Objectives:
1. Answer these questions from the introduction on Leofric of Exeter:
(a) During which years was Wulfstan II bishop of Worcester?
(b) In what year did Leofric die?
(c) What had Exeter suffered in the early years of the century?
2. In the records, switch "teddy bear's ear" to "teddy bear's nose" in the lines from the one containing "One point goes on every instance of the dog's head" through the one containing "x=448 y=332", and give those lines back with nothing else changed.

— Begin Text provided —

Apud Lotharingos Altus et Doctus: Leofric of Exeter, 1050-1072
By Erika Corradini
Proceedings of the Manchester Centre for Anglo-Saxon Studies Postgraduate Conference, Vol.1 (2005)
Introduction: The life and activities of Leofric, bishop of Exeter, 1050−1072, have recently been the focus of a substantial amount of critical study that has highlighted the bishop’s importance in the crucial period spanning the Norman Conquest. Leofric’s role in the eleventh-century English Church has too often been obscured by exiguous historical evidence that has caused the reconstruction of his episcopacy to be a difficult task. Unlike his peer and colleague Wulfstan II, bishop of Worcester 1062−1095, whose ‘vita’ has glorified his position within the English church, Leofric does not seem to have been much celebrated after his death. This is quite possibly due to the complete absence of a hagiographic ‘vita’ dedicated to him. That Leofric was a positive pastoral figure for his Cathedral may however be deduced from a list written shortly after his death in 1072 that records the goods that Leofric accumulated during his office and that he eventually donated to Exeter Cathedral. This document enumerates the fortune that Leofric acquired during his pontificate in order to restore the resources of a poorly endowed episcopal seat like Exeter that had suffered the plundering of Viking raids in the early years of the century.

— End Text provided —
— Begin Record extracts —

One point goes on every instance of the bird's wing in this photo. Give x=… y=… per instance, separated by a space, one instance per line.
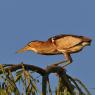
x=66 y=41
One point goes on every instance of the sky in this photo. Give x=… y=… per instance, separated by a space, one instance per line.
x=22 y=21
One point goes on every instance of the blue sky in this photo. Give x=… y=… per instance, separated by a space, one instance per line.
x=24 y=20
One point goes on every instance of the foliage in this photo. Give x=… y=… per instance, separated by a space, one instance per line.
x=20 y=79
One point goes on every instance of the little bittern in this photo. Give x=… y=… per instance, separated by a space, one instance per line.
x=60 y=44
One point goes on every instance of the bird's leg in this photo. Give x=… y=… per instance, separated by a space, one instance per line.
x=67 y=58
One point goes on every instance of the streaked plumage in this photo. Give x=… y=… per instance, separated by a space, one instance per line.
x=60 y=44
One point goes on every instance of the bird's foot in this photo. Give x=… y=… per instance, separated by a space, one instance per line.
x=62 y=64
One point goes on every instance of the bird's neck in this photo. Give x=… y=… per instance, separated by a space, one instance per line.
x=44 y=47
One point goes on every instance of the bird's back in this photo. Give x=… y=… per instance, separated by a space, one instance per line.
x=68 y=41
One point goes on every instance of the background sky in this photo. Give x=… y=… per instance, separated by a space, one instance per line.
x=24 y=20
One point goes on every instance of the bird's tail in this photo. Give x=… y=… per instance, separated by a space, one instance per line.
x=23 y=49
x=88 y=40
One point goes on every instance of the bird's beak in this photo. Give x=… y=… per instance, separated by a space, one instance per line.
x=26 y=48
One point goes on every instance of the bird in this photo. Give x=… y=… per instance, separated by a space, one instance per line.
x=65 y=44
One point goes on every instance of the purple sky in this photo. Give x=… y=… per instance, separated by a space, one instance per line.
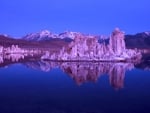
x=19 y=17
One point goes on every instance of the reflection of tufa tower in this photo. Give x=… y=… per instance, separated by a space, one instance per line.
x=117 y=43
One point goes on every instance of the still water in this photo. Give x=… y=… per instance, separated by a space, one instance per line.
x=71 y=87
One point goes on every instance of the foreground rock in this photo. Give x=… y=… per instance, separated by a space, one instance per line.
x=87 y=48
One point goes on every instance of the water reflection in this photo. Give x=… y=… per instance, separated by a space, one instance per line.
x=80 y=72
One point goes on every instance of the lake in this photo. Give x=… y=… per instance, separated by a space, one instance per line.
x=34 y=86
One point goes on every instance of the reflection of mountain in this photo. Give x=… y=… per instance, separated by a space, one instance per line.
x=85 y=72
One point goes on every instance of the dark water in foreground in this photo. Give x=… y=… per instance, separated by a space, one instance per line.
x=52 y=87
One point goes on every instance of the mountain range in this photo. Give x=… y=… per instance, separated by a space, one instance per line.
x=47 y=39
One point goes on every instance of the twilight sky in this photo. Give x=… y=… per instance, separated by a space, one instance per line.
x=19 y=17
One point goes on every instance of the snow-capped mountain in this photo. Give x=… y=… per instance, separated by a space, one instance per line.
x=40 y=36
x=47 y=35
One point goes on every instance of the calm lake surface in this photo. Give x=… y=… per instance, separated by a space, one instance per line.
x=71 y=87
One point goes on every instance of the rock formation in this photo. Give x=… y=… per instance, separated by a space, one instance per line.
x=87 y=48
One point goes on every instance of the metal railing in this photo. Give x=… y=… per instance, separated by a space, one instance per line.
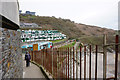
x=84 y=63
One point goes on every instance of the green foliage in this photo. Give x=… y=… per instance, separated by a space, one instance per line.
x=65 y=26
x=69 y=45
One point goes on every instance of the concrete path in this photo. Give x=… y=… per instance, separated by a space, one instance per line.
x=32 y=71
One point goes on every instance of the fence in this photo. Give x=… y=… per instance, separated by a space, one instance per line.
x=87 y=62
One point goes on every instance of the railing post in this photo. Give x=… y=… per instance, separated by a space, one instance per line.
x=104 y=58
x=96 y=63
x=73 y=63
x=68 y=63
x=84 y=62
x=116 y=56
x=76 y=64
x=80 y=63
x=52 y=61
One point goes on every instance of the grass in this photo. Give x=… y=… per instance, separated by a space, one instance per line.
x=69 y=45
x=55 y=41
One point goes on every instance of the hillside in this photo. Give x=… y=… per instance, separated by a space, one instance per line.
x=66 y=26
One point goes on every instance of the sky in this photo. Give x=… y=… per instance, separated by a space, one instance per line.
x=102 y=13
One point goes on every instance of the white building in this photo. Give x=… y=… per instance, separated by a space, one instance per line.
x=34 y=35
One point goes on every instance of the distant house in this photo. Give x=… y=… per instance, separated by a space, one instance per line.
x=30 y=13
x=34 y=35
x=29 y=25
x=20 y=11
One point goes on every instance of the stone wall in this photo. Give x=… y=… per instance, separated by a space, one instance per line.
x=10 y=54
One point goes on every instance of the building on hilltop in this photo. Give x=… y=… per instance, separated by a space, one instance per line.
x=35 y=35
x=30 y=13
x=27 y=13
x=29 y=25
x=10 y=49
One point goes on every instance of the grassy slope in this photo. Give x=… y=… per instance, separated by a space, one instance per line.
x=71 y=29
x=69 y=45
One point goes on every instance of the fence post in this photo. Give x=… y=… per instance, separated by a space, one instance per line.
x=68 y=63
x=73 y=63
x=84 y=62
x=96 y=63
x=104 y=58
x=90 y=65
x=52 y=61
x=80 y=62
x=116 y=56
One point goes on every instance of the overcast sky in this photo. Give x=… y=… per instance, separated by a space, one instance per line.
x=103 y=13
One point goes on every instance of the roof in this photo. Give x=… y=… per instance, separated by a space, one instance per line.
x=9 y=11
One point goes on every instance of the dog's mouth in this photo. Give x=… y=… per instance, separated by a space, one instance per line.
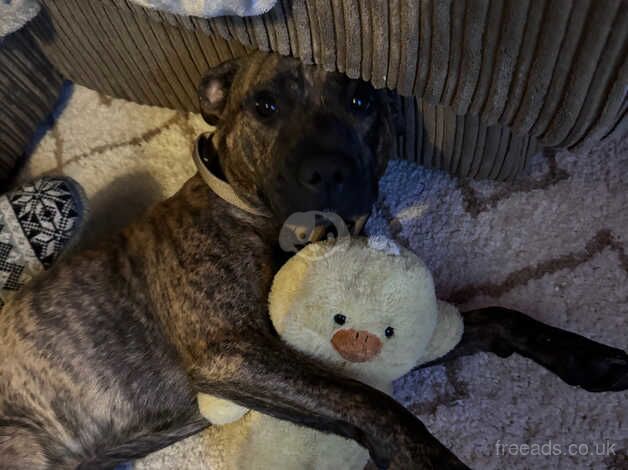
x=329 y=228
x=303 y=228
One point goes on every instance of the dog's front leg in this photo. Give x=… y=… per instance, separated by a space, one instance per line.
x=575 y=359
x=261 y=372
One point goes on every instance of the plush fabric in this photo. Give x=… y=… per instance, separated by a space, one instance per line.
x=375 y=290
x=16 y=13
x=210 y=8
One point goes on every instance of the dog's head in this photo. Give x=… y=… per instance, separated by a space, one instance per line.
x=294 y=138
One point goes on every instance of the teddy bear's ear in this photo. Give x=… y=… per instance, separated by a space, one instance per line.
x=448 y=332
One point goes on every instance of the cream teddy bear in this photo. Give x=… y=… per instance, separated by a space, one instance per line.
x=368 y=313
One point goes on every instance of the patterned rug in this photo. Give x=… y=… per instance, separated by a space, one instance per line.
x=552 y=244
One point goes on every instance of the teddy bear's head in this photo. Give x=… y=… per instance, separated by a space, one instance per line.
x=370 y=314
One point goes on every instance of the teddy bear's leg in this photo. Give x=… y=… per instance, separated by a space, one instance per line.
x=264 y=374
x=575 y=359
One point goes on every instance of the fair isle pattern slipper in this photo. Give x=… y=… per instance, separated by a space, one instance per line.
x=38 y=221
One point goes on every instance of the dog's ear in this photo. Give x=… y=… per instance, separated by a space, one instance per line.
x=214 y=88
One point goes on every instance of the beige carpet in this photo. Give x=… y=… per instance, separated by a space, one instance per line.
x=553 y=244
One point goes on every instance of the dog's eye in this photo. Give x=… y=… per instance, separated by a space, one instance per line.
x=362 y=98
x=265 y=104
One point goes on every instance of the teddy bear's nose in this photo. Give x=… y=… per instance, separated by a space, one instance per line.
x=356 y=346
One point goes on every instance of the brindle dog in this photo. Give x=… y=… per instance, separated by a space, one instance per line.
x=101 y=359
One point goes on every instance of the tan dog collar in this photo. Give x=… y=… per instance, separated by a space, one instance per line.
x=221 y=188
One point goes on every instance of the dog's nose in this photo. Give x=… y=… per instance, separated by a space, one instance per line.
x=325 y=173
x=356 y=345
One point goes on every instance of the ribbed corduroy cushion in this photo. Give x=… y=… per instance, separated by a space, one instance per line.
x=29 y=86
x=155 y=58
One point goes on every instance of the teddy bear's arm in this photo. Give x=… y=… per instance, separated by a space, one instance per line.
x=218 y=411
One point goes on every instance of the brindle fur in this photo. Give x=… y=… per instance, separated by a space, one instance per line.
x=102 y=357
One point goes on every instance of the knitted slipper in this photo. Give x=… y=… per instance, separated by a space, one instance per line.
x=38 y=221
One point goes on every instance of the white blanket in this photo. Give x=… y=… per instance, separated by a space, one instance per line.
x=210 y=8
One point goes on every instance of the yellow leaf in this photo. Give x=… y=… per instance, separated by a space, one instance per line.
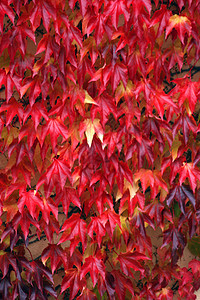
x=175 y=146
x=91 y=129
x=89 y=99
x=132 y=188
x=89 y=132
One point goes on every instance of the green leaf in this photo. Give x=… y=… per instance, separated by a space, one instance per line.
x=194 y=245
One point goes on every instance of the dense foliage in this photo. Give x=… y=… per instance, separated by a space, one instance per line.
x=99 y=124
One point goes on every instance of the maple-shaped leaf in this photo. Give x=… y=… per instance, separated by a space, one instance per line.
x=152 y=179
x=10 y=81
x=138 y=220
x=55 y=253
x=48 y=208
x=162 y=16
x=44 y=10
x=188 y=93
x=160 y=101
x=96 y=225
x=121 y=284
x=54 y=127
x=37 y=111
x=83 y=5
x=119 y=72
x=59 y=169
x=6 y=9
x=13 y=108
x=5 y=285
x=115 y=9
x=50 y=228
x=106 y=106
x=188 y=170
x=182 y=24
x=78 y=228
x=67 y=196
x=187 y=124
x=87 y=295
x=110 y=220
x=94 y=266
x=7 y=259
x=24 y=220
x=21 y=150
x=72 y=280
x=38 y=272
x=28 y=130
x=35 y=88
x=32 y=201
x=177 y=238
x=90 y=128
x=129 y=260
x=181 y=194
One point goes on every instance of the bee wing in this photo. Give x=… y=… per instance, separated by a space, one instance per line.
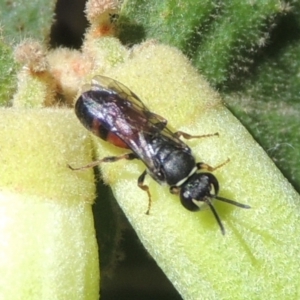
x=135 y=121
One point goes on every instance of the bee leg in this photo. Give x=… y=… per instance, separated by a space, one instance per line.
x=204 y=166
x=188 y=136
x=145 y=188
x=128 y=156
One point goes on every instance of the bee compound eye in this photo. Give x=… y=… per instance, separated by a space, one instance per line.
x=187 y=200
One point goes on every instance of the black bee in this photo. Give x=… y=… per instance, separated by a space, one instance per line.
x=115 y=114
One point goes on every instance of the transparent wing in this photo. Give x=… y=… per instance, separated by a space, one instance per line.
x=134 y=114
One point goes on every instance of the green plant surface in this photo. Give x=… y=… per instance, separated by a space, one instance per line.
x=258 y=254
x=218 y=36
x=8 y=69
x=250 y=50
x=22 y=21
x=48 y=248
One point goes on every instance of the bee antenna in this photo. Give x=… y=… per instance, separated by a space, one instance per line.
x=232 y=202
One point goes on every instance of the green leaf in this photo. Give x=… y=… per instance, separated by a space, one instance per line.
x=31 y=19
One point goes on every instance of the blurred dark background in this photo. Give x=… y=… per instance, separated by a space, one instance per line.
x=135 y=275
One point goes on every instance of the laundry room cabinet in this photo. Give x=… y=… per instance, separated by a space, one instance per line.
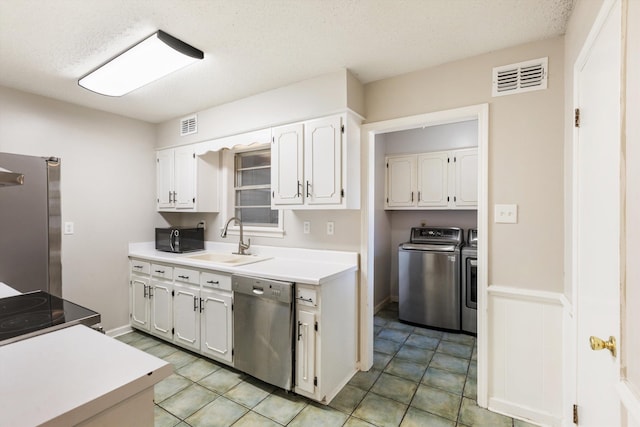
x=185 y=181
x=316 y=164
x=435 y=180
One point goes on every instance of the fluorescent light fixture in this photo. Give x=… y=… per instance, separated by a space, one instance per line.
x=156 y=56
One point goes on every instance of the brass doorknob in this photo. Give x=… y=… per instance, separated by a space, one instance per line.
x=599 y=344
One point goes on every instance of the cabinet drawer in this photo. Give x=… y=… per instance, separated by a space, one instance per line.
x=163 y=271
x=306 y=296
x=140 y=267
x=215 y=280
x=187 y=276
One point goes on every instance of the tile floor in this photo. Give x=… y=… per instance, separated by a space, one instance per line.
x=420 y=377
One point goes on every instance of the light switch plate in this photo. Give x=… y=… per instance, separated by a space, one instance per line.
x=506 y=214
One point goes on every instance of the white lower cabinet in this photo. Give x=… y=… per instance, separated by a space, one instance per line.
x=326 y=337
x=306 y=379
x=160 y=305
x=186 y=316
x=216 y=324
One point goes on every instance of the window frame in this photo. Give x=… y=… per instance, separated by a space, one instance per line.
x=229 y=165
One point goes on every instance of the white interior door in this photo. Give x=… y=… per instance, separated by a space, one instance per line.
x=596 y=217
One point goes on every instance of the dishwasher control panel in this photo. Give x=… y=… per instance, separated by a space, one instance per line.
x=263 y=288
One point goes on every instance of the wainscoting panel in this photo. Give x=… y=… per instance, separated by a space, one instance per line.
x=525 y=353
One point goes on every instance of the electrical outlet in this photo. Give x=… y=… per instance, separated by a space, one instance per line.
x=68 y=227
x=507 y=214
x=330 y=228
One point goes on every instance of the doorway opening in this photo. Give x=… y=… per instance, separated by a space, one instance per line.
x=381 y=229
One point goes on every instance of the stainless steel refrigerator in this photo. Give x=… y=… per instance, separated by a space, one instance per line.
x=30 y=226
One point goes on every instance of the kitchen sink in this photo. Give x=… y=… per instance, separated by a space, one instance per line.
x=227 y=258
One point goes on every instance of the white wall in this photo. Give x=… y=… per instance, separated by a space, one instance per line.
x=107 y=177
x=525 y=152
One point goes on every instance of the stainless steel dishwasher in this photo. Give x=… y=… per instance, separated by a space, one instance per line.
x=263 y=329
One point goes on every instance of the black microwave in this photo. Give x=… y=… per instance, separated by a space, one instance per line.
x=179 y=239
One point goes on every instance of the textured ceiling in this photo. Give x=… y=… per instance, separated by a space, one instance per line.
x=253 y=45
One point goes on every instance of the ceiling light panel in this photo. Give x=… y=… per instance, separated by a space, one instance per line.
x=153 y=58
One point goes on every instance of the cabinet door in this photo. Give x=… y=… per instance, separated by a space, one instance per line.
x=186 y=316
x=433 y=179
x=466 y=164
x=306 y=351
x=286 y=165
x=161 y=309
x=323 y=161
x=184 y=177
x=400 y=181
x=164 y=179
x=139 y=302
x=216 y=324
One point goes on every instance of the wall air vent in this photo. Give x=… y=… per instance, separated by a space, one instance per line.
x=189 y=125
x=522 y=77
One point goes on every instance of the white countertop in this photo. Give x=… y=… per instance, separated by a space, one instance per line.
x=7 y=291
x=64 y=377
x=307 y=266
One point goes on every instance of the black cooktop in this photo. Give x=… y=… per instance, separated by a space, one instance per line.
x=34 y=313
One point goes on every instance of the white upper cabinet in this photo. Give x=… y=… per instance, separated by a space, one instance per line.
x=287 y=157
x=437 y=180
x=401 y=181
x=186 y=181
x=466 y=177
x=313 y=163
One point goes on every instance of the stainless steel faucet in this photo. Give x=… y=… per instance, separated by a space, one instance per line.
x=241 y=245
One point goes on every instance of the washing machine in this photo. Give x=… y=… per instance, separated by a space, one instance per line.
x=429 y=277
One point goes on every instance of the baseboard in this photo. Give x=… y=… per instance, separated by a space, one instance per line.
x=523 y=413
x=116 y=332
x=381 y=305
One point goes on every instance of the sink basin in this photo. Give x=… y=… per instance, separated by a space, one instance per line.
x=227 y=258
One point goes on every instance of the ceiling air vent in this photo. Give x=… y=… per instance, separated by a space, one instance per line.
x=189 y=125
x=522 y=77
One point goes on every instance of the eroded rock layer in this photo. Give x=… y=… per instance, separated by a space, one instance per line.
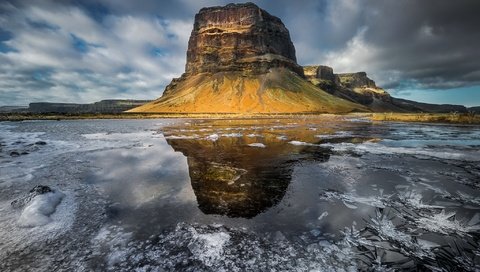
x=240 y=59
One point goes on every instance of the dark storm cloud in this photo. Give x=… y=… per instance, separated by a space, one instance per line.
x=110 y=49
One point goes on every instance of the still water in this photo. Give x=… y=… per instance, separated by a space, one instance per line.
x=303 y=194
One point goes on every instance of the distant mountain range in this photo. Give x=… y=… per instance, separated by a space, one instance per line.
x=104 y=107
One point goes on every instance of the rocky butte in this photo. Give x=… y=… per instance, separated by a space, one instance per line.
x=240 y=59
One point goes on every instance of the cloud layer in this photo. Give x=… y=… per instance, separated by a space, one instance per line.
x=83 y=52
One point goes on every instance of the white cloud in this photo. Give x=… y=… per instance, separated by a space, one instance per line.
x=118 y=59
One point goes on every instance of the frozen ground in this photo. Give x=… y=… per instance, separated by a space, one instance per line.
x=162 y=195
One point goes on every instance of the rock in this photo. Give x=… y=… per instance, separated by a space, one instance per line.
x=356 y=80
x=24 y=200
x=240 y=59
x=239 y=37
x=320 y=72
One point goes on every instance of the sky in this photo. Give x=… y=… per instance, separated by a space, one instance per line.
x=85 y=51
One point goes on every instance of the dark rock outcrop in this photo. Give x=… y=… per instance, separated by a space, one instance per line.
x=104 y=106
x=239 y=37
x=24 y=200
x=240 y=59
x=356 y=80
x=359 y=88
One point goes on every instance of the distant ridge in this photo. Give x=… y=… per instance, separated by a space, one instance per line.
x=104 y=106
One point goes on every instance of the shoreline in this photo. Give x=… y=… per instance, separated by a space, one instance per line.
x=449 y=118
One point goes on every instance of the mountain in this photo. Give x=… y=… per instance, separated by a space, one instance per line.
x=240 y=59
x=359 y=88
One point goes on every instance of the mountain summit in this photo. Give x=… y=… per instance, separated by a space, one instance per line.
x=240 y=59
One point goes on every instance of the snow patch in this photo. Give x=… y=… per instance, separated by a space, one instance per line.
x=38 y=211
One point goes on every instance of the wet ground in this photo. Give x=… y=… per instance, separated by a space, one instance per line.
x=335 y=193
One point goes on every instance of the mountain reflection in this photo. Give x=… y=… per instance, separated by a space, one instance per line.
x=231 y=178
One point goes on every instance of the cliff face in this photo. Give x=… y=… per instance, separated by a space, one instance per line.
x=359 y=88
x=240 y=59
x=239 y=37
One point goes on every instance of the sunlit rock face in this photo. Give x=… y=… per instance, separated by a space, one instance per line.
x=240 y=59
x=239 y=37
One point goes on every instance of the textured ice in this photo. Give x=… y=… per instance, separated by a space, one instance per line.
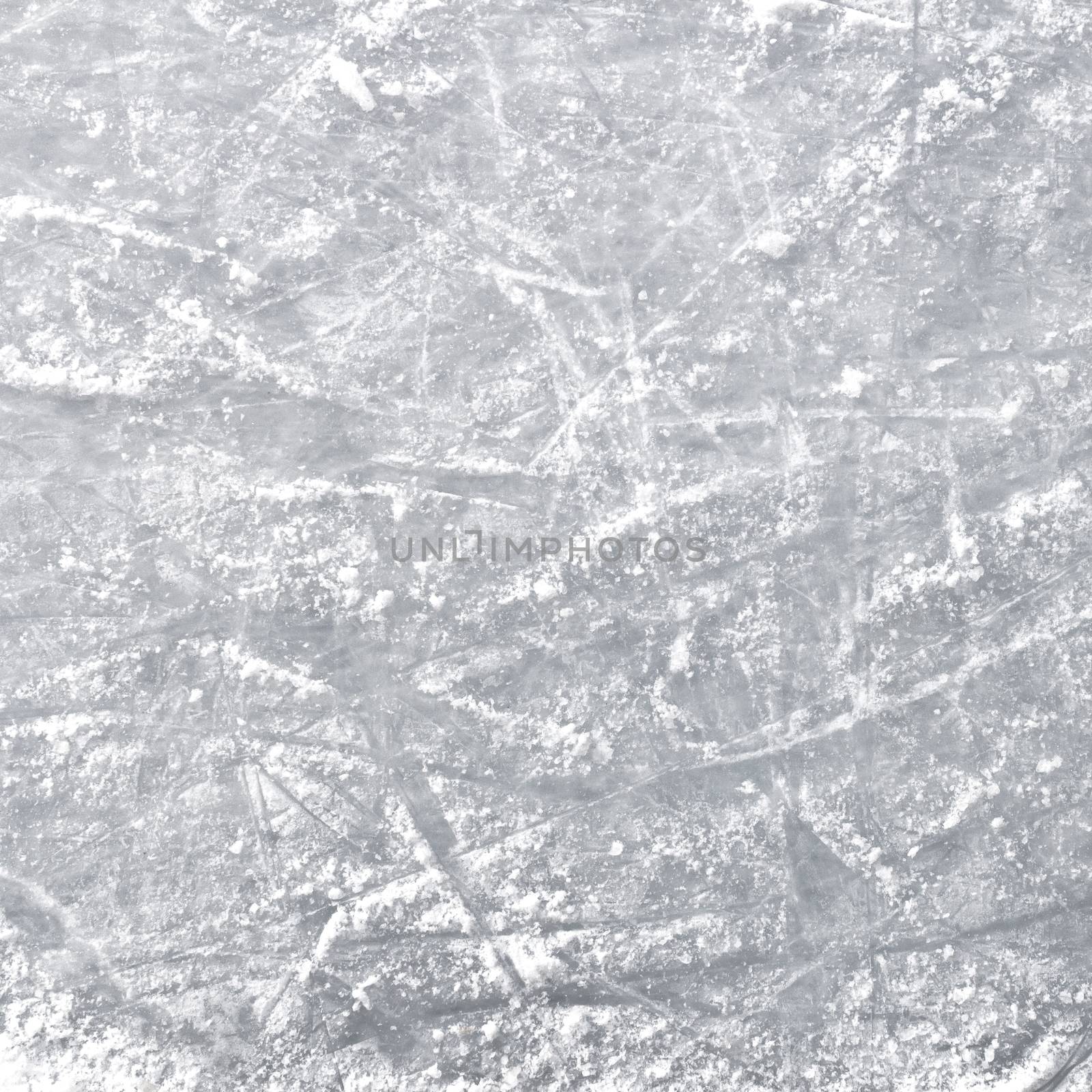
x=807 y=282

— End Record extracts —

Results by task:
1.
(a) 1062−1095
(b) 1072
(c) The plundering of Viking raids

2.
One point goes on every instance of the dog's head in this photo. Give x=… y=… per instance, separated by a space, one instance per line.
x=294 y=138
One point goes on every instance of the teddy bear's nose in this photo. Give x=… y=… per instance, separated by a space, one instance per line.
x=448 y=332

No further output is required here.